Bounding box annotation entries:

□ □ □ □ □ □ □

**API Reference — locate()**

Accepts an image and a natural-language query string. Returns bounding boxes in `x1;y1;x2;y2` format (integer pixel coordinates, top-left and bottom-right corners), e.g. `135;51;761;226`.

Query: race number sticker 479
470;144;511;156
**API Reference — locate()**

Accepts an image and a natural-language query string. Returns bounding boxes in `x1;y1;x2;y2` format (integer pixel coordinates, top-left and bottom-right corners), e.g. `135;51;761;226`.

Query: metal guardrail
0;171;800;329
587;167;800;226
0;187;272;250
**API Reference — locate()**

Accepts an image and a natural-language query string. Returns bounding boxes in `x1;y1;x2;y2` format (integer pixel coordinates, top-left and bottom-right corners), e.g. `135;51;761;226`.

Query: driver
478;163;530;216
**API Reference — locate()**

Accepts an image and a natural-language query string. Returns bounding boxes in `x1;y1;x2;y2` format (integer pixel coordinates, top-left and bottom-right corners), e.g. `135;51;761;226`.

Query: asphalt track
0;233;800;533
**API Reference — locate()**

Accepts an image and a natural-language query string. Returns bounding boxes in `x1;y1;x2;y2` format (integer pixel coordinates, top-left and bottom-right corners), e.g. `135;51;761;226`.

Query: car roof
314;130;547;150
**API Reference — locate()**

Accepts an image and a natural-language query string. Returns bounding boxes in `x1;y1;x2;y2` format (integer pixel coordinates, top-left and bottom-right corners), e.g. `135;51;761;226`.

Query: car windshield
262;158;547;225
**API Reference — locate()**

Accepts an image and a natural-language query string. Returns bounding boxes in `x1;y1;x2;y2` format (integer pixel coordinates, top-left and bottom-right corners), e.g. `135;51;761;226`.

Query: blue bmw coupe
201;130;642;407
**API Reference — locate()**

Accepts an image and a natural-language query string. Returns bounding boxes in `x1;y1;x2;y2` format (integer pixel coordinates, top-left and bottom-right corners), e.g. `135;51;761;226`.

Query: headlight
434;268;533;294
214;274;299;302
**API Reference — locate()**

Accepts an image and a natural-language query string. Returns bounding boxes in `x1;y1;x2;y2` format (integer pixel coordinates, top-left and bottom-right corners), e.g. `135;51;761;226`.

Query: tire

□ □ □ □ □ □ □

WHAT YOU ARE ASKED TO DO: Please output every line of the material above as a JSON list of strings, one string per line, skipping any blank lines.

FINISHED TASK:
[
  "**API Reference — locate()**",
  "Accepts an image and a natural-language query string. Returns bounding boxes in `x1;y1;x2;y2` format (integer pixel coordinates, top-left and bottom-right corners), e.g. `135;51;761;226`.",
  "Query: race number sticker 479",
  "470;144;511;156",
  "**API Reference — locate()**",
  "Accepts an image and a natural-language query string. Returns bounding boxes in `x1;y1;x2;y2` format (integer pixel coordinates, top-left and bottom-right corners), e.g. `135;51;761;226`.",
  "Query: metal guardrail",
  "0;171;800;329",
  "587;167;800;226",
  "0;187;272;250",
  "**API Reference — locate()**",
  "Accepts an image and a natural-language query string. Returns bounding boxes in `x1;y1;x2;y2` format (integer pixel coordinates, top-left and bottom-right corners), e.g. `135;51;761;226`.",
  "Query: driver",
  "478;163;530;216",
  "**API Reference — locate()**",
  "Accepts an image and a natural-language query string. Returns bounding boxes in `x1;y1;x2;y2` format (integer pixel coordinates, top-left and bottom-right corners), e.g. `135;51;761;226`.",
  "Query: asphalt track",
  "0;233;800;533",
  "**API Reference — locate()**",
  "Accepts an image and a natural-language query string. Returns bounding boxes in `x1;y1;x2;y2` format (integer pixel coordinates, top-left and bottom-right corners), e.g. `135;51;761;226`.",
  "Query: car roof",
  "314;130;547;150",
  "**API Reference — locate()**",
  "Accepts an image and a natural-language query string. Returns bounding boxes in `x1;y1;x2;y2` format (integer pixel coordinates, top-left and bottom-right corners), e.g. `135;51;761;226`.",
  "Query: car windshield",
  "262;158;547;225",
  "**API Reference — locate()**",
  "Accepts an image and a natural-language query string. Returns bounding boxes in `x1;y1;x2;y2` format (integer pixel coordinates, top-left and bottom-right corners), e.g. `135;51;761;226`.",
  "Query: blue bmw coupe",
  "201;130;642;407",
  "**API Reference — locate()**",
  "Accepts an image and a natural-language query string. Returns bounding boxes in `x1;y1;x2;y2` format (integer pixel coordinates, top-left and bottom-right corners), e.g. `135;51;761;226`.",
  "Query: headlight",
  "434;268;533;294",
  "214;274;299;302",
  "**API Reference — locate()**",
  "Accepts an image and a natural-language query string. Returns bounding boxes in `x1;y1;x2;y2` format (integer pixel coordinates, top-left and bottom-right corners), e.g. `135;51;761;226`.",
  "Query: tire"
]